Point annotation records:
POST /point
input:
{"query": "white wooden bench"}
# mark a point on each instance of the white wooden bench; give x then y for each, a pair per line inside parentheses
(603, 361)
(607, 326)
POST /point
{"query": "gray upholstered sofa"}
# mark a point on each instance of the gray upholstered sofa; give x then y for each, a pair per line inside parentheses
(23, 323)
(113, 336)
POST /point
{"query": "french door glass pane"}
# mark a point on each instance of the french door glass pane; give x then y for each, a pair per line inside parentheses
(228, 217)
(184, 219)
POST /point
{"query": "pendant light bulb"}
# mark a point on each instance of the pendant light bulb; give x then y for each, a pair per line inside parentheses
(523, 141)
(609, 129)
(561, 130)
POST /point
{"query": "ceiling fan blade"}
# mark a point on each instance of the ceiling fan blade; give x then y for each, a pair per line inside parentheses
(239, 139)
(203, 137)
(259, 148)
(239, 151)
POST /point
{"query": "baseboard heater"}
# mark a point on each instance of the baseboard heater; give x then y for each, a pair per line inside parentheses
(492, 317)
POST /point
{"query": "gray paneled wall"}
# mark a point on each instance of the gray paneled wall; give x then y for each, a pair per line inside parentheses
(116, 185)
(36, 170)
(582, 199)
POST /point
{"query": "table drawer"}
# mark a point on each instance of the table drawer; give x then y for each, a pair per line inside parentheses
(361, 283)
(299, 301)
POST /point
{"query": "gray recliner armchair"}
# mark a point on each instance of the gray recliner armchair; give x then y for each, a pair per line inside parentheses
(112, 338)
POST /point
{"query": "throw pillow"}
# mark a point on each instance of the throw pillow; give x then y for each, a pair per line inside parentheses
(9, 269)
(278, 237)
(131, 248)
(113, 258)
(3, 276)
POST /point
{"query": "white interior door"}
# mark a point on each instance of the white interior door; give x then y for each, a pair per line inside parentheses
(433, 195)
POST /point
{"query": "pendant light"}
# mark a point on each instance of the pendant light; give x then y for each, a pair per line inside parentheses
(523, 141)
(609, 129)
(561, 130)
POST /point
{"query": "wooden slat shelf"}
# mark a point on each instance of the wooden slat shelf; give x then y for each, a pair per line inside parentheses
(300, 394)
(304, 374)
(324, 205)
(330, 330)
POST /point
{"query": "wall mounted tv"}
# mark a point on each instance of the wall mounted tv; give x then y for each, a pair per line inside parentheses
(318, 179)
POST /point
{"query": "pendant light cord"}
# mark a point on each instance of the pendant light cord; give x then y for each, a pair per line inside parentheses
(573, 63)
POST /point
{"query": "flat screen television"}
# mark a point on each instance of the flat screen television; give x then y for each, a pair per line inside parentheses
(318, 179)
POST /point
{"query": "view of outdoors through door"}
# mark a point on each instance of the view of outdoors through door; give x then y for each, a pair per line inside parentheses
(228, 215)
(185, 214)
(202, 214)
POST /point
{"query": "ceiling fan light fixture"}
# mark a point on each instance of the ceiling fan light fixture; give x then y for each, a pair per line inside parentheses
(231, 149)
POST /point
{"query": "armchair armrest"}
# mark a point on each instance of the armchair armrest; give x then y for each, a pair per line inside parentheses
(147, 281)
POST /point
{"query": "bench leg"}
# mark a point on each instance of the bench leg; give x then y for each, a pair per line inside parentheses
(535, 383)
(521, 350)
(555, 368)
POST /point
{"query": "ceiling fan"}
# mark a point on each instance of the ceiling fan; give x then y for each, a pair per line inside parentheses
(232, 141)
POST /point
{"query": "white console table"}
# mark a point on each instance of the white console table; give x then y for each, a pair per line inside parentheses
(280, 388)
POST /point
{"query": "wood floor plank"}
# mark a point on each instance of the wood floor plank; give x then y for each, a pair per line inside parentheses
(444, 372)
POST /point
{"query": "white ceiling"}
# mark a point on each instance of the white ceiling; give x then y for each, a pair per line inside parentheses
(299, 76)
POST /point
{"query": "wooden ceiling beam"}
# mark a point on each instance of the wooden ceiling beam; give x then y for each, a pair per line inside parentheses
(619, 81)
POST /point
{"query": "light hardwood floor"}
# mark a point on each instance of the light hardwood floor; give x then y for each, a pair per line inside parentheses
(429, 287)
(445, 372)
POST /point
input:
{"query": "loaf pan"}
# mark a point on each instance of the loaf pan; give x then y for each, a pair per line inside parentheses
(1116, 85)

The problem>
Your task is to transcribe the listing above in full, exactly as given.

Output for this task>
POST /point
input:
{"query": "white wooden bench"}
# mark a point on each instance of the white wooden bench; give x then y for each, a pair per line inside parentheses
(603, 361)
(607, 326)
POST /point
{"query": "gray upholstered sofa"}
# mark a point on each instance of the gray upholstered sofa; give x then y for each, a pair per line inside parentheses
(23, 323)
(113, 336)
POST /point
{"query": "french door glass pane"}
# mark a point on each instance of the french door glass pane; give x then y for each, a pair per line inside parentheses
(228, 217)
(184, 219)
POST /point
{"query": "pendant light bulb"}
# mark a point on each instance of the pendant light bulb; give x then y for each, a pair per line inside parentheses
(523, 141)
(609, 129)
(561, 130)
POST /point
{"query": "ceiling fan blade"}
# mark a point on each instance of the ceiling fan blade; give x then y for each, a pair per line inside parentheses
(239, 139)
(203, 137)
(259, 148)
(239, 151)
POST /point
{"query": "baseboard heater"}
# mark a point on each instance of the baseboard heater; give x then y for each, a pair per line inside parentheses
(492, 317)
POST /point
{"query": "gray paneled wall"}
# mark a point on each instance of the gray paneled wall; give x then y for each, a pair per line inside parentheses
(116, 185)
(36, 170)
(582, 199)
POST /point
{"query": "table drawer"}
# mark a point on each instance of the table drawer; give x then y for each, a pair per line inside parentheses
(361, 283)
(299, 301)
POST /point
{"query": "gray recliner armchair"}
# mark a point on each instance of the gray recliner armchair; give x then y for each, a pair per line inside parentheses
(112, 338)
POST /point
{"query": "throw pillow"}
# mark a point on each instance of the throw pillow; give x then y for each, a pair per line inside parentheses
(9, 269)
(278, 237)
(131, 248)
(113, 258)
(3, 276)
POST /point
{"query": "white interior door"}
# mark a point on each instance of the white interior door; give x then y for each, a pair per line inside parentheses
(433, 195)
POST /point
{"query": "pendant light"}
# mark a point on each instance of the pendant light; give x then y for each, a pair per line inside parentheses
(523, 141)
(609, 129)
(561, 130)
POST /point
{"query": "wooden slat shelf"}
# mark a point on each instance of the wooden slat shelf; give x then y for each, a pair per line inside parentheses
(300, 394)
(304, 374)
(324, 205)
(330, 330)
POST /point
{"query": "wall mounted tv"}
# mark a point on each instance of the wall mounted tv; give x then y for each, a pair per line inside parentheses
(318, 179)
POST /point
{"query": "pendant light cord"}
# mark a point on each instance of the pendant light cord; give x then y for each, a pair per line inside parentheses
(573, 63)
POST /point
{"query": "flat screen television"}
# mark a point on each instance of the flat screen television; give x then y for each, a pair per line inside parentheses
(318, 179)
POST /point
{"query": "view of outdoors through door"}
# mark a point on each instance of the view of outdoors through door; give x then y for each, a pair per line inside parentheses
(228, 215)
(185, 214)
(202, 214)
POST /point
{"query": "ceiling fan light fixture"}
# mark a point on each instance of the ceiling fan light fixture; give x then y for each, a pair per line inside parentheses
(231, 149)
POST /point
{"query": "armchair armrest"}
# mark a point on each instance of the armchair armrest; give x then y for each, a pair per line inside parentheses
(147, 281)
POST /point
{"query": "bench leg"}
# mark a point on each instance of the bench leg; give x then y for each, a pair per line inside parentheses
(535, 383)
(521, 350)
(555, 368)
POST /point
{"query": "ceiling fan"}
# mark a point on each instance of the ceiling fan; give x then y for each, a pair per line inside parentheses
(232, 141)
POST /point
{"query": "white console table"}
# mark a point on each instance of the white console table; give x then y for each, a pair per line inside parentheses
(280, 388)
POST /point
{"query": "wood floor plank"}
# mark a point on each instance of the wood floor plank; give x then y for each, a pair per line inside parentheses
(444, 372)
POST /point
{"query": "white ceiling"}
# mark a point on each instance of the white ceiling; give x then y for each, a pair per line inside parentheses
(299, 76)
POST /point
{"query": "wooden ceiling beam"}
# mark a point on each instance of the wooden ceiling beam; give x then y for each, a pair per line inside parentheses
(619, 81)
POST /point
{"query": "light hardwood floor"}
# mark a point on each instance of the light hardwood floor; give x then y for each, a pair per line inside parentheses
(429, 287)
(445, 372)
POST /point
input:
{"query": "loaf pan"}
# mark a point on each instance of the loaf pan; give x then y for each, a pair per line inside parentheses
(1116, 85)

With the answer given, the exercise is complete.